- _TEXT SECTION_
= = = = = = =
Of course, the spectacular overlook is the most picturesque spot at Noon Hill. From the privileged perch, vibrant goldfinch yellows and auburns stood against the stark sky. Clouds moved quickly past and the sun even peaked out from behind clouds. My favorite spot, a few yards from a stone bench, is by a stone ledge and a small rusty red oak tree. Looking down, treetops pop in every shade from spirited yellow to worn-out brown. The flat lookout lets you witness the leaves from a glorious perspective. The peace and quiet becomes even more prevalent once you climb the lookout and hear nothing but leaves rustling in the wind and crickets chirping. — Lauren Schiavone, Hometown Weekly Staff
Jarvis Farm, Walpole
I had a great deal of difficulty with this one, if only because of the bountiful excellent foliage-spotting options in town. Off the top of my head, Bird Park, Adams Farm and the town common itself (especially framed by the Epiphany Pumpkin Patch) are A-level autumn haunts. My gut instinct, however, was to cast my gaze towards a different spot — and an affirmation from my colleague, herself a Walpole native, emboldened me to run with that initial impulse.
= = = = = = =
[Collection entries]
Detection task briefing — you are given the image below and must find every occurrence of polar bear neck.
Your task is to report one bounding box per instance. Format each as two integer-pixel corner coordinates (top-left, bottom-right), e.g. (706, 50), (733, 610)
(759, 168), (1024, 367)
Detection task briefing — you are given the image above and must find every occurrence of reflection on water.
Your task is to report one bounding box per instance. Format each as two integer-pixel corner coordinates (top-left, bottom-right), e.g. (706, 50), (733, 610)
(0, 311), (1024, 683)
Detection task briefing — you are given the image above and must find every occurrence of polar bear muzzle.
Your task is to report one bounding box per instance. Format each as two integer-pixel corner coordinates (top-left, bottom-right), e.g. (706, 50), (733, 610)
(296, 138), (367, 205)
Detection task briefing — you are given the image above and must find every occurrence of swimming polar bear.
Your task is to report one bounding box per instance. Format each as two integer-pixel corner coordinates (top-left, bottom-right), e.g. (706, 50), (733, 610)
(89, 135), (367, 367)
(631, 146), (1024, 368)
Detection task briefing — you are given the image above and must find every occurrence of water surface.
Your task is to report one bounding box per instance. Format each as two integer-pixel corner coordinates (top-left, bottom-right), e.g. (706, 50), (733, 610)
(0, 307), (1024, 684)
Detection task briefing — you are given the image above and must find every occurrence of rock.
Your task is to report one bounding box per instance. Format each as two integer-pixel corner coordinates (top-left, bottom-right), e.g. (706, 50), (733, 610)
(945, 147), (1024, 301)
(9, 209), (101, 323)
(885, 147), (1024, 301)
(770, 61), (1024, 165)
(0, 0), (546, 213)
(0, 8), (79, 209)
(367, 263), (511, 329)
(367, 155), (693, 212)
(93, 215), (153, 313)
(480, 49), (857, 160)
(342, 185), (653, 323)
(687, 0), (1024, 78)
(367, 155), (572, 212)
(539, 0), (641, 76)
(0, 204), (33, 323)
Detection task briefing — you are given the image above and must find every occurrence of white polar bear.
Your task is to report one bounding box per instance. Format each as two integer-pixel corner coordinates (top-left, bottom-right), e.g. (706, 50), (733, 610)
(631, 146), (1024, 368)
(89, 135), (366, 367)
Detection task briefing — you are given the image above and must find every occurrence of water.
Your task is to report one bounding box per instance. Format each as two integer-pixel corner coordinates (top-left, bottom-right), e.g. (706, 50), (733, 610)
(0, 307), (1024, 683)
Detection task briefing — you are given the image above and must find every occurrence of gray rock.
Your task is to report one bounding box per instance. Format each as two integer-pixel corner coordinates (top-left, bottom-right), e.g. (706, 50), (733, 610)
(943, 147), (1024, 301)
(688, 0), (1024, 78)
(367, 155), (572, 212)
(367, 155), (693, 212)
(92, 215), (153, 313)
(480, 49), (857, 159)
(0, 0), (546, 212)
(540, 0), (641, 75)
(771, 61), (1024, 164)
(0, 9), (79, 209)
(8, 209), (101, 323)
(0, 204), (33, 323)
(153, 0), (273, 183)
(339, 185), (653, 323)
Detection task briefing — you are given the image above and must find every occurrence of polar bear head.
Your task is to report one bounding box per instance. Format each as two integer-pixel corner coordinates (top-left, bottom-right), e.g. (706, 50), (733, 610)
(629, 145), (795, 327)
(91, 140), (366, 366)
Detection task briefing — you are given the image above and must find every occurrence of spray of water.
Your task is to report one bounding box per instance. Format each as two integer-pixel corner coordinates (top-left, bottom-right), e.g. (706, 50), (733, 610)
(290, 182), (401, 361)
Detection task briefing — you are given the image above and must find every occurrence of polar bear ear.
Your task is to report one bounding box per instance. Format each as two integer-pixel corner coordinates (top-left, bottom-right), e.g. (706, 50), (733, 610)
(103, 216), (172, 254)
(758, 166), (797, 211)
= = = = = = =
- _EXERCISES_
1 – List the spots the fall foliage text names as A-level autumn haunts in Walpole.
2 – Write the next part of the fall foliage text, picking up right after its final sentence.

- _OUTPUTS BY TASK_
1 – Bird Park, Adams Farm and the town common.

2 –
With all due respect to those aforementioned Walpole locations (which are very much worth visiting, both now and in all seasons), my pick is Jarvis Farm. Aside from the natural beauty — at this time of year, Charles A. Hershman Memorial Field is surrounded by a kaleidoscope of yellows, oranges and reds — there’s another autumnal attraction to the farm. Because it’s on the grounds of the former Sharon Country Day Camp (the cabins of which are still standing), there is a vague “haunted summer camp” vibe to Jarvis Farm that grows more and more appealing as the days edge closer to Halloween. Another added bonus for those seeking a more immersive outdoor experience: a boardwalk from the farm leads into the heart of Walpole Town Forest. — Stephen Press, Hometown Weekly Editor
Hale Education, Westwood
The open field by the Andrew Cucchiara Learning Center is a lovely spot to take in a cozy autumn moment. The Hale property houses educational classes, engaging concerts and plenty of events, year-round — but at this moment, its main attraction is outdoors in the form of the fall flora and fauna. Apple trees sporadically cover the path, accompanied by picnic benches and a fire pit. Walking along the orchard, a skyline of colorful trees grabs one’s attention.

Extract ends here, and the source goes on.